#### Provided passage

========================================

The recent introduction of a “Catholics First” admissions policy, under the instruction of the Archbishop of Dublin, was surprising, given the public utterances of the Catholic authorities in recent years espousing support for inclusivity, and respect for diversity.
There is general lack of legislation relating to education in general. From the 1996 Constitutional Review Group Report:
“Referring to this general lack of legislation in the case O’Callaghan v Meath VEC in November 1990 in the High Court, Costello J stated: It is a remarkable feature of the Irish system of education that the administration by the Department of Education is largely uncontrolled by statute or statutory instruments and that many hundreds, perhaps thousands, of rules and regulations, memoranda, circulars and decisions are issued and made by the Department and the Minister (dealing sometimes with the most important aspects of educational policy) not under any statutory power but merely as administrative measures. These measures are not of course illegal. But they have no statutory force, and the sanction which ensures compliance with them is not a legal one but the undeclared understanding that the Department will withhold financial assistance in the event of non-compliance.”
Laws relating to National Schools are as follows:
- The Irish Constitution of 1937.
Subsidiary to the Constitution is legislation:
- The Stanley Letter of 1831 which remains the legal basis of the National Schools System.
- The Education Act 1998
- Equal Status Act 2000
- International and European legislation
Subsidiary to the Constitution and legislation are statutary instruments and departmental circulars such as
- The Rules for National Schools
- Regular Circulars from the Department of Education.
- The Deed of Variation which tries, in retrospect, to change the lease of National Schools (but seems to be illegal and therefore void). This is not dealt with in this report, as the Deeds are not readily available to the public. The Minister for Education should formally repudiate any such deeds already signed.
There are primary schools in Ireland which are not National Schools and are not subject to the restrictions specific to National Schools. This was much better understood in the 19th century and early 20th century. A report was commissioned by the government in 1870 (the Powis Commission Report) to look into the National Education System. The following is a small extract “That the progress of the children in the National Schools of Ireland is very much less than it ought to be. That in Church Education schools, non-National Convent schools, and Christian Brothers’ schools, the result is not very different.” These private faith primary schools (not National Schools), but in very small numbers (Willow Park in Blackrock is an example). Private primary schools would commonly be attached to private secondary schools. Unlike in the secondary sector, private primary schools receive no funding (nor any teachers’ salaries) from the State.
National Schools are in existence to provide primary education to all of the children of the State – specifically regardless of their religion. The “National” designation, which exists in no other country specifically relates to children of all religions being taught together in the same school. There are no “National Schools” in England, France, Germany, USA or anywhere else. The National School sytem is unique to Ireland. There was a determination by the State, a determination that continued right through Independence up to 1965, that the National School system would not exacerbate the religious divisions which have plagued Ireland. There is confusion in the public mind between “National” and “primary” (they are not the same) in the school system – this confusion should be removed. All National Schools are primary schools – however there are private faith primary schools which are not National Schools.

========================================

#### Instructions
A: Answer these questions about the text on Ireland's National Schools:
(i) According to the text, which document remains the legal basis of the National Schools System, and from what year is it?
(ii) In what year was the Powis Commission Report commissioned?
(iii) Up to what year did the State's determination that the National School system would not exacerbate religious divisions continue?
B: Summarize the text on Ireland's National Schools in two sentences.
C: Write the next part of the text on Ireland's National Schools, picking up after its final sentence.
The pointing records were drawn from a separate source unrelated to the text on Ireland's National Schools.

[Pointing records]
========================================

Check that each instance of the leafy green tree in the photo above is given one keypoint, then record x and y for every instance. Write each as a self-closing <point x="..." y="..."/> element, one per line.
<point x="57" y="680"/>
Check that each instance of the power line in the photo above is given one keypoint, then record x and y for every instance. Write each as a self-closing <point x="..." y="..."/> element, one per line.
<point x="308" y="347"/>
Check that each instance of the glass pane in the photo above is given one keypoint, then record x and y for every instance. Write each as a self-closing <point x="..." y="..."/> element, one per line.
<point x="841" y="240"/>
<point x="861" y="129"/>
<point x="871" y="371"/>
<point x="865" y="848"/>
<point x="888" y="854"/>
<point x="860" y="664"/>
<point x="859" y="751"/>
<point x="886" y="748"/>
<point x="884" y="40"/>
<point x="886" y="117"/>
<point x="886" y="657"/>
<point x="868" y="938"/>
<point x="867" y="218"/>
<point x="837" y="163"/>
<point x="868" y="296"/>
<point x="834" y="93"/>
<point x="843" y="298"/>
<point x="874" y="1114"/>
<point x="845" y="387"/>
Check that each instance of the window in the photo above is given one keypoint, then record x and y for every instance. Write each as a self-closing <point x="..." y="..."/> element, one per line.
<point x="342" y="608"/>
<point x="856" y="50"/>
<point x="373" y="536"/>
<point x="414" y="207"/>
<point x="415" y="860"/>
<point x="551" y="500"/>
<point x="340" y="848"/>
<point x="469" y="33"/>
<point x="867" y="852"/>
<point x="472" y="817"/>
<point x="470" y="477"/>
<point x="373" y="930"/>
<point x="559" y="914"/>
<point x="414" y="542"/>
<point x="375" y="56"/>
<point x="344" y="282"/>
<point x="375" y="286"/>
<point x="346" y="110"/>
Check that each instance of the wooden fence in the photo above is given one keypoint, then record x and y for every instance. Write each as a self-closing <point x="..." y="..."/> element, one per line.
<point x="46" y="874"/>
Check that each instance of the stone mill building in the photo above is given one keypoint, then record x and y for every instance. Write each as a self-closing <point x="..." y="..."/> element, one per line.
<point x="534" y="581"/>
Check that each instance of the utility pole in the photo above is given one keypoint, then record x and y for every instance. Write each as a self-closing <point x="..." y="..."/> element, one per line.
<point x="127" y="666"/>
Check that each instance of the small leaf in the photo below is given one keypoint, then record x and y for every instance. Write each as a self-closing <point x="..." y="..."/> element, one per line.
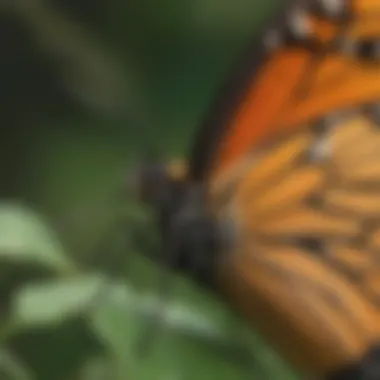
<point x="11" y="368"/>
<point x="178" y="349"/>
<point x="51" y="302"/>
<point x="25" y="238"/>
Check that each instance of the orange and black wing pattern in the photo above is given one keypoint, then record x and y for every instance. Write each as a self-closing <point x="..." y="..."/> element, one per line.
<point x="295" y="169"/>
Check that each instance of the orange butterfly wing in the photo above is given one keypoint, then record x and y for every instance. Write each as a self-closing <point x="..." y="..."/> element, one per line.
<point x="303" y="192"/>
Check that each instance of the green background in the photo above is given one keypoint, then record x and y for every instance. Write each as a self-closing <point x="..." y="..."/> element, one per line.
<point x="85" y="85"/>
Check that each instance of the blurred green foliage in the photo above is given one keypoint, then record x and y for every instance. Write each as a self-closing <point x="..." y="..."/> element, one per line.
<point x="75" y="297"/>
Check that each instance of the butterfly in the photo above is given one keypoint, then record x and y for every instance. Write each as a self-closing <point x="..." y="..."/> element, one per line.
<point x="277" y="207"/>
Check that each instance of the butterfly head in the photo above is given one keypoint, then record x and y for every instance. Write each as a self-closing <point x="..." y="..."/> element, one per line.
<point x="188" y="232"/>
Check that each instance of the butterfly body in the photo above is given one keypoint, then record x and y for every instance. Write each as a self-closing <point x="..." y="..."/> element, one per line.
<point x="281" y="194"/>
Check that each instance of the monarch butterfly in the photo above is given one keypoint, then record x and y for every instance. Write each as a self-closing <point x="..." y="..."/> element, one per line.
<point x="278" y="205"/>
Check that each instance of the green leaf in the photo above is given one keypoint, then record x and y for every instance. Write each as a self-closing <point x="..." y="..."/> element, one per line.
<point x="51" y="302"/>
<point x="11" y="368"/>
<point x="25" y="238"/>
<point x="188" y="342"/>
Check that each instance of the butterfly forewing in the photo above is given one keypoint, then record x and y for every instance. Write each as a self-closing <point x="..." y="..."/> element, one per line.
<point x="305" y="266"/>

========================================

#### Responses to the exercise
A:
(i) The Stanley Letter of 1831.
(ii) 1870.
(iii) 1965.

B: The text notes that Irish education is largely uncontrolled by statute, with the Department issuing many rules and circulars as administrative measures, and it lists the Constitution, legislation such as the Stanley Letter of 1831, and departmental circulars as the laws relating to National Schools. It explains that National Schools exist to provide primary education to all children of the State regardless of religion, a system unique to Ireland, while a small number of private faith primary schools are not National Schools and receive no State funding.

C:
To get a flavour of what it means to be a National school – again from recommendations of the Powis Commission of 1870.
32. That all schools open for instruction of the poor, under proper management, may receive aid from the National Board on condition:………
id) Of being such as all children can frequent without interference with their religious belief.
42. That in places where there is only one school, religious instruction shall be confined to fixed hours.
(a) No child registered as a Protestant shall be present when religious instruction is given by a Roman Catholic. No child registered as a Roman Catholic shall be present when religious instruction is given by a person who is not a Roman Catholic.
(b) No child shall be allowed to join in, or to be present at, any religious observances to which the child’s parents or guardians may object.
(c) The school-books shall be such as have been allowed by the Commissioners of National Education for use in a mixed school.
(d) No religious emblems should be exhibited during school hours.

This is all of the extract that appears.